• WHAT THE EXERCISE ASKS
Print the records below exactly as they appear.

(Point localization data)
----

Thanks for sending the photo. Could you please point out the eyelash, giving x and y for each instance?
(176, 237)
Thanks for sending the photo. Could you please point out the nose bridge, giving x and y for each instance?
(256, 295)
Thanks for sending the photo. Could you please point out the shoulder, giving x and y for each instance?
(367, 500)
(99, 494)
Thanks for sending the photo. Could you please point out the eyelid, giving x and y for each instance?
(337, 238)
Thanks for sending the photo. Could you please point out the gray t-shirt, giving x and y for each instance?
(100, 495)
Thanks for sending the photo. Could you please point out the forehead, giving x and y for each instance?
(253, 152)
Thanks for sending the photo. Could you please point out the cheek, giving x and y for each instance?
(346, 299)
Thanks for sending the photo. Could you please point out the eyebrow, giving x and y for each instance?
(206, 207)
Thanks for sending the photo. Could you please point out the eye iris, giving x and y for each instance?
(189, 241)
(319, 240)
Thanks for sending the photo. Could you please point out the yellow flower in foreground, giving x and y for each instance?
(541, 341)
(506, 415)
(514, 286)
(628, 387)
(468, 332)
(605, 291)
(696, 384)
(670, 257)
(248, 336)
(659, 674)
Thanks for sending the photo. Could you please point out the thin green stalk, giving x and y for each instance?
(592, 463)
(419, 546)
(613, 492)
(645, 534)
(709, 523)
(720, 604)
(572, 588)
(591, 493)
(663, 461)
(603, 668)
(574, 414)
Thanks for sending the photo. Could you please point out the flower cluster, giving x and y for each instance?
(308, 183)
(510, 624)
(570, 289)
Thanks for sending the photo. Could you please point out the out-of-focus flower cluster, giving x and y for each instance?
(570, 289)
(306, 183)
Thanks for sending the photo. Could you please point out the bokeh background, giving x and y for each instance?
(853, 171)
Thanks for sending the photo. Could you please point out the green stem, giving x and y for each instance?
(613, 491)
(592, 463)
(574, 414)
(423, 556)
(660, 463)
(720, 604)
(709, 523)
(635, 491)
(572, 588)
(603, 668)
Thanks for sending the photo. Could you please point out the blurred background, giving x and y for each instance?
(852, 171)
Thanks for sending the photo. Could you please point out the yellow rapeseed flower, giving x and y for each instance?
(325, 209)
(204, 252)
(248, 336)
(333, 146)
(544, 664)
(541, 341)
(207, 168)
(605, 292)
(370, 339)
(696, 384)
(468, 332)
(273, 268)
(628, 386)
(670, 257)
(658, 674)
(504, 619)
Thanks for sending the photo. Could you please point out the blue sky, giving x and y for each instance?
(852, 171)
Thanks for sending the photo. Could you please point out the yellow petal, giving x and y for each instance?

----

• SOLUTION TO THIS PROBLEM
Thanks for sending the photo. Could you please point out the eyelash, giving x and y for each instance?
(176, 237)
Thanks for sending the photo. Could you please point out the nose bridge, giving x and y for each instance?
(256, 295)
Thanks for sending the photo. Could you please point out the shoulder, giving x and y for each instance?
(367, 500)
(99, 494)
Thanks for sending the photo. Could you please point out the eyelid, giving x and y for each instance?
(337, 238)
Thanks for sending the photo. Could you please point out the gray t-shirt, giving x and y for each instance?
(100, 495)
Thanks for sending the photo. Could you please point out the forehead, giving x and y for each instance?
(253, 152)
Thanks for sending the photo. Could you please point out the cheek, giving x and y for each instance?
(346, 299)
Thanks for sending the photo. Could you please point out the eyebrow, giving x and y for each instance?
(206, 207)
Thanks for sending the photo. Could you please point out the eye iris, giving x and y for each instance?
(189, 241)
(319, 240)
Thanks for sending the photo. Could you please point out the yellow flower in foreground, giving x and y for each instance?
(541, 341)
(506, 415)
(514, 286)
(628, 387)
(468, 332)
(605, 291)
(696, 384)
(670, 257)
(248, 336)
(659, 674)
Thanks for sending the photo. Could you please point out the thin green stalk, giving x and y for each instance?
(592, 463)
(419, 546)
(613, 492)
(645, 534)
(709, 523)
(720, 604)
(572, 588)
(591, 493)
(663, 461)
(603, 668)
(574, 414)
Thanks for sending the photo. Could you please point out the flower cluster, giving x and y for each instance?
(308, 183)
(510, 624)
(570, 289)
Thanks for sending the photo. Could you please point out the out-of-focus flower cluster, giving x and y for each instance?
(570, 289)
(306, 183)
Thanks for sending the photo. Could you please point out the bokeh background, giving x and y for each instance?
(853, 171)
Thanks for sending the photo. Could you please point out the green stem, giving x and y for each instance?
(613, 491)
(592, 463)
(574, 414)
(423, 556)
(660, 463)
(720, 604)
(709, 523)
(635, 491)
(572, 588)
(603, 668)
Thanks for sending the photo. Could you please point out the blurred background, giving x and y for each instance?
(852, 171)
Thanks for sending the photo. Could you please point out the yellow rapeseed flower, giving x and y for each instance?
(325, 209)
(204, 252)
(248, 336)
(333, 146)
(544, 664)
(541, 341)
(207, 168)
(605, 292)
(370, 339)
(696, 384)
(468, 332)
(273, 268)
(628, 386)
(670, 257)
(658, 674)
(504, 619)
Thanks for sending the photo. Could you please point out the blue sky, giving x and y for each instance?
(852, 171)
Thanks for sending the photo. Could you please point out the yellow petal, giving x and y for each instance?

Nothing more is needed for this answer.